**ABOUT THIS TASK:**
Print all entries word for word.

**DATA RECORDS:**
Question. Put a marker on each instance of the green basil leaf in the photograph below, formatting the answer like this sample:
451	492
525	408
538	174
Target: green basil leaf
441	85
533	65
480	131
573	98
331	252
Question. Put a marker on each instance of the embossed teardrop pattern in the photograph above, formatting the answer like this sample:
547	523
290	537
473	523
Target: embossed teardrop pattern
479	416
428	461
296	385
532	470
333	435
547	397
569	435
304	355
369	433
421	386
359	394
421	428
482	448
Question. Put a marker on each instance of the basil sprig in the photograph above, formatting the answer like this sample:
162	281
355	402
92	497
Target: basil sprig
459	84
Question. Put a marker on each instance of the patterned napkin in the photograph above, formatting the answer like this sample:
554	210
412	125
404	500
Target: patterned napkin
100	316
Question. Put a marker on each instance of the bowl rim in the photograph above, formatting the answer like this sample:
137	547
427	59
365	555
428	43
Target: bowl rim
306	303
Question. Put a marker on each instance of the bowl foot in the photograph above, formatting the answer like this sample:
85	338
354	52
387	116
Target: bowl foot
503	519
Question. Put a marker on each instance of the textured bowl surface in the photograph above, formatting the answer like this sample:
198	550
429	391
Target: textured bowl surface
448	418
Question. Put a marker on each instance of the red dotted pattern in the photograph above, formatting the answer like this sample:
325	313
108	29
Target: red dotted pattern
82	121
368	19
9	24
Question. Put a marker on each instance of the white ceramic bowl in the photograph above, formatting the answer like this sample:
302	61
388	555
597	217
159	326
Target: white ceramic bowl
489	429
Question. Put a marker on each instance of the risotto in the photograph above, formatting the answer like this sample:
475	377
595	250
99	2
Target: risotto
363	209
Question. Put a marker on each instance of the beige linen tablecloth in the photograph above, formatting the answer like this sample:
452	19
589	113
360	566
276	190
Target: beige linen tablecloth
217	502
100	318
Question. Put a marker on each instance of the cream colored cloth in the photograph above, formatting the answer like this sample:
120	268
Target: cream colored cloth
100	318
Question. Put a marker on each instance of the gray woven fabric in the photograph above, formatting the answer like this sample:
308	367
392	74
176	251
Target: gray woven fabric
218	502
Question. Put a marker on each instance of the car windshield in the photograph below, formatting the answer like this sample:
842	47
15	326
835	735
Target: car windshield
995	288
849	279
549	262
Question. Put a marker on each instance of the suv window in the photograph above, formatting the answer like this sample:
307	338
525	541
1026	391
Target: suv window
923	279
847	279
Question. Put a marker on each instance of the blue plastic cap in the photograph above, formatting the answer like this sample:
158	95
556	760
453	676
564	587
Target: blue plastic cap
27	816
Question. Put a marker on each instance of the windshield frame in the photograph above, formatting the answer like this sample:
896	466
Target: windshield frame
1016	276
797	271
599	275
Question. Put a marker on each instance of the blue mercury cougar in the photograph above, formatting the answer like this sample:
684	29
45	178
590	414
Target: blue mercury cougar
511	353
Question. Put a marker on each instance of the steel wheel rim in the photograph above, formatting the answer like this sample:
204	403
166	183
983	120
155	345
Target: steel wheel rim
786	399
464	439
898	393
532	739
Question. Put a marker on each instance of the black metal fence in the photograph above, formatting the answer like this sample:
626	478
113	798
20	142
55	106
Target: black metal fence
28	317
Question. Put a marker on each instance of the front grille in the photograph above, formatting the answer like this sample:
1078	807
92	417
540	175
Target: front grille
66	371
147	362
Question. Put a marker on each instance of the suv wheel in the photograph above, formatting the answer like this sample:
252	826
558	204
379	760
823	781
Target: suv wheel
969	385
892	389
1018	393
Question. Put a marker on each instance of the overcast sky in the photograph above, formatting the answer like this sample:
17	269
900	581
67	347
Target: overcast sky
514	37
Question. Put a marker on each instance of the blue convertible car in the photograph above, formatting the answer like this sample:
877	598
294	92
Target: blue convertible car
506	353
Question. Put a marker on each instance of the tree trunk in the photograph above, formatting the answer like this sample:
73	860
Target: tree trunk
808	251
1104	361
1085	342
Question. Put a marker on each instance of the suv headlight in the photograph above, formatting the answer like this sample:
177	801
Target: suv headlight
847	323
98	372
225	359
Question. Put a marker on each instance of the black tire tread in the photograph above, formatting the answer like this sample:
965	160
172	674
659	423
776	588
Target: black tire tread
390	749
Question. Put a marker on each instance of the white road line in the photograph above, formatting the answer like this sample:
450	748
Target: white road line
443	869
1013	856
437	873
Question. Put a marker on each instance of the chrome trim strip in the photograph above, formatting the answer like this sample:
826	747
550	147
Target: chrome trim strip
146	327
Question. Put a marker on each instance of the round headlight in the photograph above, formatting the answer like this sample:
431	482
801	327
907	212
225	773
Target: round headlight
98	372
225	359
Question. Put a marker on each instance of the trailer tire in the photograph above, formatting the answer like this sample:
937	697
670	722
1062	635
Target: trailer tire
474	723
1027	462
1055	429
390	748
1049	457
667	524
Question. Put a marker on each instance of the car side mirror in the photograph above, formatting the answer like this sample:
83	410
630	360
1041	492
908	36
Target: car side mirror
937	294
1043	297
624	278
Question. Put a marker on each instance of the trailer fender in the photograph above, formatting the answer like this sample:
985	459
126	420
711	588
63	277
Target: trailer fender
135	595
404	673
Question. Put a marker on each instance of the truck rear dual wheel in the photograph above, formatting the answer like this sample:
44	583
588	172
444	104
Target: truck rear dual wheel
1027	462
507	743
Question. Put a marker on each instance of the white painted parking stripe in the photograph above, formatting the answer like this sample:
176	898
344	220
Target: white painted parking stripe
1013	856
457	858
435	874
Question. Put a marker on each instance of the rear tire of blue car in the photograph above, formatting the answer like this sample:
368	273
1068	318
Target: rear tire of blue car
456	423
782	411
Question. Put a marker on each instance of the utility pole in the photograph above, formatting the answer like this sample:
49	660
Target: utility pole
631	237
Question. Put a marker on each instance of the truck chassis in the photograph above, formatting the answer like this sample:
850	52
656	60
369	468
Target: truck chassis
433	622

**ANSWER TO THIS EXERCISE:**
Question. Put a marker on each instance of the green basil leaf in the photograph below, formatting the answer like this sample:
451	492
525	408
538	174
Target: green basil leaf
441	85
533	65
480	131
573	98
331	252
Question. Put a marker on each instance of the embossed teardrop pattern in the photograph above, formatting the answer like this sample:
547	523
290	537
473	523
Target: embossed teardrop pattern
479	416
428	461
296	385
532	470
333	435
547	397
569	435
304	355
369	433
421	386
359	394
421	428
482	448
Question. Put a marker on each instance of the basil sprig in the photograph above, formatting the answer like this sample:
162	281
355	402
92	497
Target: basil sprig
459	84
Question. Put a marker on each instance of the patterned napkin in the photograph above, formatting the answer like this sample:
554	210
412	125
404	500
Target: patterned napkin
100	316
Question. Put a marker on each instance of the bowl rim in the photograph above, formatting the answer like this sample:
137	547
427	59
365	555
428	43
Target: bowl rim
306	303
Question. Put a marker on each instance of the bowl foot in the photograph above, formatting the answer like this sample:
85	338
354	52
387	116
Target: bowl foot
503	519
Question. Put a marker on each instance of the textured bowl surface in the photograph above, formatting the answer like this sample:
198	550
429	391
Target: textured bowl surface
448	418
Question. Put a marker on each instance of the red dotted pattern in the photograph above, formatting the answer like this sample:
325	313
108	29
Target: red dotted pattern
82	121
368	19
9	24
Question. Put a marker on each instance of the white ceramic bowl in the photograph above, formatting the answer like this sample:
302	61
388	555
597	217
159	326
Target: white ceramic bowl
489	429
Question. Put a marker on each instance of the risotto in the photograph above, formatting the answer like this sample:
475	377
595	250
99	2
Target: risotto
363	209
Question. Put a marker on each instance of the beige linen tablecloth in the photograph above, formatting the answer like this sample:
452	19
589	113
360	566
276	190
Target: beige linen tablecloth
217	502
100	318
Question. Put a marker on each instance of the cream colored cloth in the photograph above, formatting the answer like this sample:
120	268
Target: cream colored cloth
100	318
Question. Put a marker on each instance of the gray woven fabric in the photograph above, formatting the answer like this sample:
308	367
392	74
176	251
Target: gray woven fabric
218	502
Question. Put a marker on each instance of the car windshield in the photograph below, formatting the answer like this sample:
842	47
15	326
835	735
Target: car windshield
995	288
849	279
549	262
Question. Put a marker on each instance of the suv window in the photograph above, formatting the answer like this sample:
307	338
525	541
1026	391
Target: suv window
923	279
847	279
Question. Put a marker on each instance of the blue plastic cap in the photograph above, formatting the answer like this sample:
158	95
556	760
453	676
564	587
Target: blue plastic cap
27	816
Question. Put a marker on each instance of the windshield frame in the photograph above, formatting the answer like this sample:
896	466
Target: windshield frame
1016	276
797	271
599	275
Question. Put a marker on each instance of the blue mercury cougar in the photograph above, formatting the answer like this sample:
684	29
45	178
590	414
Target: blue mercury cougar
511	353
Question. Put a marker on each instance of the steel wheel rim in the photograph above, formatting the answer like this sample:
204	403
166	183
983	120
155	345
Target: steel wheel rim
786	399
464	439
898	393
532	739
Question. Put a marker on each instance of the black metal fence in the photograph above, formatting the answer like this sample:
626	478
113	798
20	142
55	106
Target: black metal fence
28	317
Question. Put a marker on each instance of the front grille in the photograph above, formatting the answer like this sample:
1078	807
92	417
540	175
Target: front grille
66	371
147	362
Question. Put a marker on each instance of the suv wheel in the photograph above, formatting the answer like this sample:
252	826
558	204
379	760
823	781
Target: suv wheel
969	385
892	389
1018	393
Question. Put a marker on each instance of the overcast sky in the photograph above, formatting the answer like this sample:
17	269
900	581
67	347
Target: overcast sky
514	37
Question. Put a marker on each instance of the blue convertible car in the photograph above, formatting the answer like this sample:
877	598
294	92
Target: blue convertible car
506	353
Question. Put a marker on each instance of the tree trunk in the photograph above, formatting the answer like this sample:
73	860
Target: tree trunk
808	251
1104	361
1085	342
Question. Put a marker on each instance of the suv headlight in the photograph above, formatting the answer like this sample:
177	801
Target: suv headlight
847	323
98	372
225	359
Question. Put a marker on each instance of the black tire tread in the photograph above, formatting the answer like this sample:
965	160
172	674
659	423
776	588
Target: black tire tread
390	749
Question. Put a marker on each instance of the white road line in the photograph above, formatting the answer like this sample:
450	748
Target: white road line
443	869
1013	856
437	873
Question. Put a marker on each instance of the chrome trim strip in the photograph above, formatting the answer like this sample:
826	747
550	147
Target: chrome trim strip
146	327
Question. Put a marker on each instance of the round headlight in the photograph above, formatting the answer like this sample:
431	482
801	327
907	212
225	773
Target: round headlight
98	372
225	359
Question. Put a marker on each instance of the trailer tire in the photograph above, formatting the answer like this sample:
937	697
670	722
1062	635
Target: trailer tire
474	723
1027	462
1055	429
390	748
1049	457
667	524
Question. Put a marker on each instance of the car side mirror in the photograph above, formatting the answer like this sample:
83	410
630	360
1041	492
908	36
Target: car side mirror
937	294
1043	297
624	278
Question. Put a marker on each instance of the trailer fender in the photograph above, formatting the answer like this sample:
985	459
126	420
711	588
63	277
Target: trailer fender
135	595
404	673
Question. Put a marker on each instance of the truck rear dual wheel in the photograph above, formatting the answer like this sample:
44	583
588	172
444	104
Target: truck rear dual wheel
1027	462
507	743
Question. Put a marker on each instance of the white painted parking stripe in the photograph above, formatting the answer like this sample:
176	898
344	220
Target: white painted parking stripe
1013	856
457	858
435	874
Question. Put a marker on each instance of the rear tire of blue car in the photograph above, formatting the answer like this sample:
368	273
1068	318
Target: rear tire of blue car
456	423
782	411
Question. Put a marker on each instance of the utility pole in the photograph above, formatting the answer like this sample:
49	660
Target: utility pole
631	237
Question. Put a marker on each instance of the truck chassis in the photograph above, formatting the answer like this sample:
850	52
656	60
369	468
Target: truck chassis
433	622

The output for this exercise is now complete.